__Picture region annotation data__
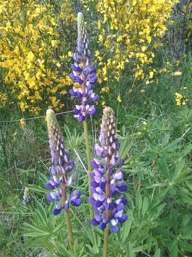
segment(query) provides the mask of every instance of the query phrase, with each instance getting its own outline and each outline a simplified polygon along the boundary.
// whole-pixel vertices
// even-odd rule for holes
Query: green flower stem
[[[83,69],[86,68],[86,58],[85,59],[83,63]],[[83,74],[83,83],[82,84],[82,89],[83,90],[83,96],[84,97],[86,97],[86,74]],[[82,105],[83,111],[86,112],[86,106],[83,105]],[[91,191],[91,185],[90,182],[92,180],[91,177],[90,176],[90,172],[91,172],[91,153],[90,153],[90,146],[89,144],[89,135],[88,135],[88,123],[87,122],[87,120],[83,121],[83,127],[84,127],[84,137],[86,139],[86,151],[87,151],[87,157],[88,160],[88,177],[89,177],[89,194],[90,196],[92,196],[92,193]],[[90,203],[90,217],[91,218],[94,218],[94,213],[93,211],[93,207],[92,205]],[[95,227],[93,225],[91,225],[91,229],[92,231],[95,231]]]
[[[34,212],[33,212],[33,208],[32,208],[31,204],[28,204],[28,206],[29,207],[29,209],[30,209],[31,212],[31,215],[32,215],[32,217],[33,216]]]
[[[90,185],[90,182],[92,180],[91,177],[90,176],[90,172],[91,172],[91,166],[90,164],[91,154],[90,154],[90,148],[89,141],[88,124],[87,124],[86,120],[83,121],[83,127],[84,127],[84,137],[85,137],[86,143],[87,157],[88,163],[89,193],[89,196],[92,196],[92,193],[91,191],[91,185]],[[90,203],[89,206],[90,206],[90,211],[91,218],[94,218],[94,213],[93,211],[93,205],[91,203]],[[91,229],[93,231],[95,231],[95,227],[93,225],[91,225]]]
[[[63,175],[63,180],[62,182],[61,192],[62,192],[62,206],[65,206],[66,201],[67,200],[67,185],[66,185],[66,176]],[[66,217],[66,221],[67,224],[67,228],[68,232],[69,240],[70,243],[71,247],[73,249],[74,242],[73,240],[73,234],[72,231],[72,228],[71,227],[71,223],[70,217],[69,216],[69,211],[65,209],[63,209],[64,214]]]
[[[107,153],[108,153],[109,150],[108,149]],[[110,167],[110,161],[111,157],[109,155],[108,153],[106,154],[106,162],[108,167]],[[109,169],[106,174],[106,199],[111,197],[111,189],[110,189],[110,169]],[[111,217],[111,210],[106,210],[106,218],[110,219]],[[104,242],[103,242],[103,257],[106,257],[108,255],[108,241],[109,241],[109,223],[108,224],[104,232]]]
[[[58,247],[58,245],[57,245],[57,243],[55,241],[55,240],[54,238],[52,238],[51,239],[52,240],[53,243],[55,245],[55,248],[57,250],[58,252],[59,253],[61,253],[61,252],[60,251],[60,249]]]
[[[103,243],[103,257],[106,257],[108,256],[108,240],[109,240],[109,223],[104,230],[104,243]]]

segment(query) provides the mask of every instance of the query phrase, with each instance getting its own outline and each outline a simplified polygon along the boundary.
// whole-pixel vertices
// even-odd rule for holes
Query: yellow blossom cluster
[[[63,71],[72,55],[66,39],[75,19],[70,0],[55,2],[54,6],[51,1],[0,0],[3,106],[10,95],[23,112],[38,114],[41,103],[56,110],[64,106],[61,96],[71,81]]]
[[[185,89],[186,88],[185,87]],[[183,96],[182,95],[177,93],[177,92],[175,93],[176,96],[176,104],[178,106],[182,106],[183,105],[185,105],[186,103],[188,101],[188,100],[186,96]]]
[[[98,0],[101,14],[98,22],[98,43],[95,53],[101,81],[117,83],[129,69],[132,80],[150,84],[156,71],[151,65],[153,50],[163,45],[160,39],[167,30],[165,23],[178,0]],[[146,67],[148,67],[147,68]],[[129,88],[127,88],[129,89]]]

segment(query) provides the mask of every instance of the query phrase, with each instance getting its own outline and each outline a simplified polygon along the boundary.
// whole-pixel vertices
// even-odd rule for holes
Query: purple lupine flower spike
[[[89,201],[93,205],[96,213],[95,218],[91,219],[91,224],[93,226],[100,225],[101,229],[103,230],[109,223],[112,231],[117,233],[117,224],[123,223],[127,219],[127,215],[123,214],[127,200],[122,195],[115,198],[114,196],[126,191],[127,185],[122,180],[123,172],[120,169],[115,170],[124,163],[123,160],[119,160],[120,144],[115,121],[113,109],[106,107],[103,110],[99,138],[101,146],[98,144],[95,145],[95,156],[102,159],[105,164],[97,159],[91,161],[94,168],[94,171],[90,173],[93,179],[90,182],[93,197],[89,197]]]
[[[76,105],[74,108],[75,115],[78,121],[84,120],[88,115],[94,115],[97,111],[94,105],[90,105],[88,102],[95,103],[98,100],[98,96],[91,90],[91,85],[94,85],[97,81],[95,75],[96,65],[90,63],[93,57],[90,50],[90,46],[86,30],[84,17],[81,12],[79,12],[77,16],[78,39],[77,51],[78,53],[73,54],[75,61],[71,65],[73,73],[70,74],[71,79],[79,84],[79,88],[73,87],[70,90],[70,94],[73,97],[81,100],[81,105]],[[81,65],[82,63],[82,66]]]
[[[78,206],[81,201],[79,199],[80,192],[77,192],[76,190],[73,191],[69,197],[67,197],[67,187],[72,186],[76,179],[75,173],[68,178],[68,174],[73,169],[74,163],[70,160],[70,156],[68,153],[54,112],[51,109],[47,111],[47,120],[53,166],[49,169],[52,176],[46,186],[50,190],[55,190],[55,192],[48,194],[47,198],[50,201],[56,203],[53,213],[58,215],[62,209],[68,210],[70,203],[74,206]],[[72,200],[71,195],[73,197]]]

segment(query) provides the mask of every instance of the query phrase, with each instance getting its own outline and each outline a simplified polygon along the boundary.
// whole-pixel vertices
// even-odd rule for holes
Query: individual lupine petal
[[[53,190],[53,189],[55,189],[55,188],[56,188],[56,187],[53,187],[50,183],[47,183],[47,184],[46,185],[46,187],[47,188],[48,188],[50,190]]]
[[[121,159],[118,162],[116,163],[115,165],[116,168],[121,168],[124,164],[124,160]]]
[[[27,200],[25,199],[25,200],[23,200],[23,204],[24,205],[28,205],[29,203]]]
[[[79,206],[81,204],[81,200],[80,199],[77,199],[75,201],[71,203],[71,204],[74,206]]]
[[[91,74],[95,73],[96,71],[96,67],[95,63],[92,63],[92,64],[90,67],[91,69]]]
[[[95,201],[95,206],[97,207],[101,207],[103,204],[103,203],[101,201],[99,201],[99,200],[97,200],[97,201]]]
[[[81,57],[80,57],[77,53],[73,53],[73,58],[75,62],[80,62],[82,61]]]
[[[102,230],[103,230],[106,228],[106,223],[104,223],[104,222],[101,223],[100,225],[100,228]]]
[[[115,172],[114,174],[113,175],[113,177],[116,180],[120,180],[123,178],[123,174],[120,170],[118,170]]]
[[[49,171],[52,175],[57,175],[58,171],[55,169],[55,167],[50,167]]]
[[[99,186],[99,183],[97,183],[97,182],[94,180],[90,181],[90,185],[92,187],[95,188],[97,188]]]
[[[116,218],[115,219],[112,219],[110,221],[110,225],[111,229],[114,233],[117,233],[119,231],[119,228],[116,226],[118,223],[118,219]]]
[[[118,211],[121,211],[122,210],[123,210],[124,209],[124,205],[123,204],[119,204],[116,206],[115,208],[118,210]]]
[[[55,205],[55,209],[53,210],[53,215],[58,215],[60,213],[60,211],[62,210],[61,206],[59,204],[57,204]]]
[[[71,176],[70,179],[68,180],[68,185],[69,185],[69,186],[71,186],[73,182],[76,179],[76,174],[75,173],[73,173],[73,175],[72,176]]]
[[[123,193],[123,192],[125,192],[126,190],[127,190],[128,188],[128,186],[126,184],[123,184],[119,188],[117,188],[117,190],[118,192],[120,192],[120,193]]]
[[[91,218],[90,220],[91,224],[93,226],[97,226],[99,224],[100,222],[98,222],[95,218]]]
[[[69,208],[69,200],[67,199],[65,203],[64,208],[67,211]]]
[[[119,231],[119,228],[117,226],[111,226],[111,229],[114,233],[118,233]]]
[[[95,199],[94,199],[92,196],[90,196],[88,198],[89,201],[93,205],[95,205],[95,203],[96,201]]]
[[[58,195],[53,192],[51,192],[50,194],[47,194],[46,196],[50,201],[57,201],[58,200]]]
[[[72,73],[70,73],[70,74],[69,75],[69,77],[70,78],[70,79],[73,80],[73,81],[74,82],[77,82],[78,81],[78,79],[79,79],[79,76],[78,76],[77,77],[75,76],[74,74],[73,74]]]
[[[116,213],[115,213],[114,217],[115,218],[119,218],[120,217],[121,217],[123,212],[123,210],[118,211]]]
[[[91,73],[91,69],[88,67],[87,67],[85,69],[83,69],[83,72],[86,74],[86,76],[88,75]]]
[[[101,217],[101,215],[99,214],[95,214],[95,218],[97,221],[101,222],[103,221],[102,218]]]
[[[101,162],[97,159],[94,159],[93,160],[91,160],[90,164],[94,169],[98,169],[98,168],[103,167]]]
[[[90,81],[87,81],[86,86],[86,88],[87,89],[87,90],[89,90],[91,89],[91,82]]]

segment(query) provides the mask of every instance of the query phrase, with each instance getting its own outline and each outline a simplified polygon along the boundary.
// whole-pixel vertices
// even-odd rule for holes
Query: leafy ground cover
[[[76,17],[81,11],[98,68],[98,111],[88,119],[91,158],[103,107],[110,106],[116,117],[120,158],[125,161],[121,170],[129,186],[128,218],[118,233],[110,232],[108,256],[190,256],[189,1],[37,2],[31,1],[29,10],[28,1],[0,2],[0,254],[102,255],[104,233],[91,229],[83,125],[67,113],[78,104],[69,91],[77,86],[69,73],[76,50]],[[123,15],[130,19],[122,19]],[[18,23],[11,23],[12,19]],[[37,36],[34,42],[32,35]],[[38,82],[38,88],[33,81]],[[81,205],[69,209],[73,249],[64,214],[53,215],[54,203],[46,198],[51,165],[48,107],[66,112],[56,117],[75,162],[73,189],[81,194]],[[23,205],[26,187],[33,198],[31,206]]]

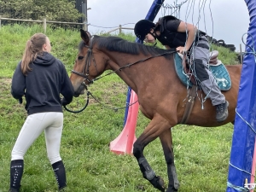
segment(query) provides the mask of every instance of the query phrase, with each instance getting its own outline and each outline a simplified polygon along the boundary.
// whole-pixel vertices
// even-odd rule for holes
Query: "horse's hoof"
[[[166,188],[164,180],[160,177],[154,177],[153,180],[154,181],[152,181],[151,183],[153,183],[154,187],[162,192],[165,192]]]

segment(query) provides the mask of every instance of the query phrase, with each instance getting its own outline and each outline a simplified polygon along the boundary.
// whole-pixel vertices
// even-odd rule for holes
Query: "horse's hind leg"
[[[160,116],[154,118],[133,144],[133,155],[137,158],[143,177],[148,180],[154,188],[162,192],[165,191],[164,181],[160,177],[157,177],[150,167],[143,155],[143,149],[150,142],[167,129],[170,129],[170,125],[165,119],[162,119]]]
[[[176,168],[174,166],[174,154],[172,149],[172,137],[171,129],[164,131],[160,139],[162,143],[166,161],[167,164],[167,173],[169,178],[169,184],[166,192],[177,191],[179,187]]]

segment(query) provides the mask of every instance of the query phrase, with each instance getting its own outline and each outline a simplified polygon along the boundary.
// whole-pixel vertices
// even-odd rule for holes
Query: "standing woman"
[[[50,50],[48,37],[34,34],[26,42],[22,60],[13,76],[11,94],[20,103],[25,96],[28,116],[11,153],[9,192],[19,192],[24,155],[44,131],[48,158],[59,190],[67,186],[65,167],[60,156],[62,105],[72,102],[73,88],[64,65],[49,54]],[[62,100],[60,94],[64,96]]]

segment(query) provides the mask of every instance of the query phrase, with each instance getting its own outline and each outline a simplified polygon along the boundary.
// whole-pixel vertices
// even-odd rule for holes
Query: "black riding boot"
[[[229,116],[228,108],[228,101],[226,101],[224,103],[216,106],[216,119],[218,122],[223,122],[227,119]]]
[[[66,171],[62,160],[54,163],[52,168],[55,172],[55,176],[58,183],[59,190],[67,186]]]
[[[9,192],[19,192],[23,174],[23,160],[12,160],[10,164],[10,185]]]

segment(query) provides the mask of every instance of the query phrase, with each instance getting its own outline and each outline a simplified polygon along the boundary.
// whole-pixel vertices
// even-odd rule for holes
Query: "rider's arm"
[[[187,32],[188,39],[186,42],[186,45],[183,49],[184,51],[187,51],[188,49],[189,49],[194,42],[197,28],[190,23],[185,23],[183,21],[181,21],[177,31],[179,32]]]

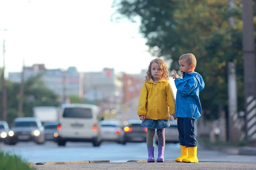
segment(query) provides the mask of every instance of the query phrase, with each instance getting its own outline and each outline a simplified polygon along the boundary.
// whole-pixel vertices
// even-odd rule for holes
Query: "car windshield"
[[[102,127],[118,127],[117,125],[102,125],[101,126]]]
[[[93,113],[92,110],[88,108],[67,108],[64,110],[63,117],[91,119]]]
[[[14,123],[14,127],[37,127],[37,124],[35,122],[16,122]]]
[[[57,126],[57,125],[47,125],[44,126],[44,129],[55,129]]]

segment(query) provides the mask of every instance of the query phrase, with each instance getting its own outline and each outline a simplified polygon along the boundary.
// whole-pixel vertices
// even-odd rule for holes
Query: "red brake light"
[[[116,131],[116,133],[117,135],[119,135],[120,134],[120,131]]]
[[[96,131],[98,130],[98,127],[97,127],[97,124],[93,125],[93,130]]]
[[[58,129],[58,130],[60,130],[62,128],[62,127],[61,127],[61,124],[58,124],[58,125],[57,127],[57,129]]]
[[[129,128],[128,126],[125,126],[124,128],[124,131],[125,132],[131,132],[132,131],[132,129],[131,128]]]

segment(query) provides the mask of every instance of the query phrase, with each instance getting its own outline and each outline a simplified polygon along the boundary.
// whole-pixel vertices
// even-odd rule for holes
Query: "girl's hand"
[[[172,77],[173,79],[176,79],[179,78],[179,76],[178,76],[178,75],[177,74],[175,70],[174,70],[174,69],[173,69],[173,71],[174,71],[174,74],[172,75]]]
[[[146,118],[145,117],[145,116],[140,115],[140,120],[142,120],[144,122],[144,121],[145,119],[146,119]]]

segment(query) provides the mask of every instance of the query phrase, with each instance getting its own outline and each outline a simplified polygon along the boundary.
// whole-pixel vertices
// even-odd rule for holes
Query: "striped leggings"
[[[148,128],[147,132],[147,146],[153,146],[154,144],[154,136],[155,133],[155,129]],[[157,129],[157,134],[158,138],[158,146],[165,145],[165,138],[164,136],[164,129]]]

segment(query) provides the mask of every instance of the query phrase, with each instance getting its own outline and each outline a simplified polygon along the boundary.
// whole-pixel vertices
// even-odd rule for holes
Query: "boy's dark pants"
[[[186,147],[197,146],[195,139],[195,120],[187,117],[178,117],[179,140],[181,145]]]

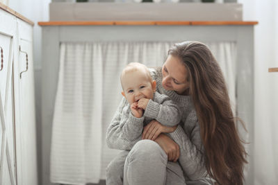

__Description of the task__
How many lines of the material contain the string "flower", with case counting? Reply with the number alone.

__Output for this exercise__
2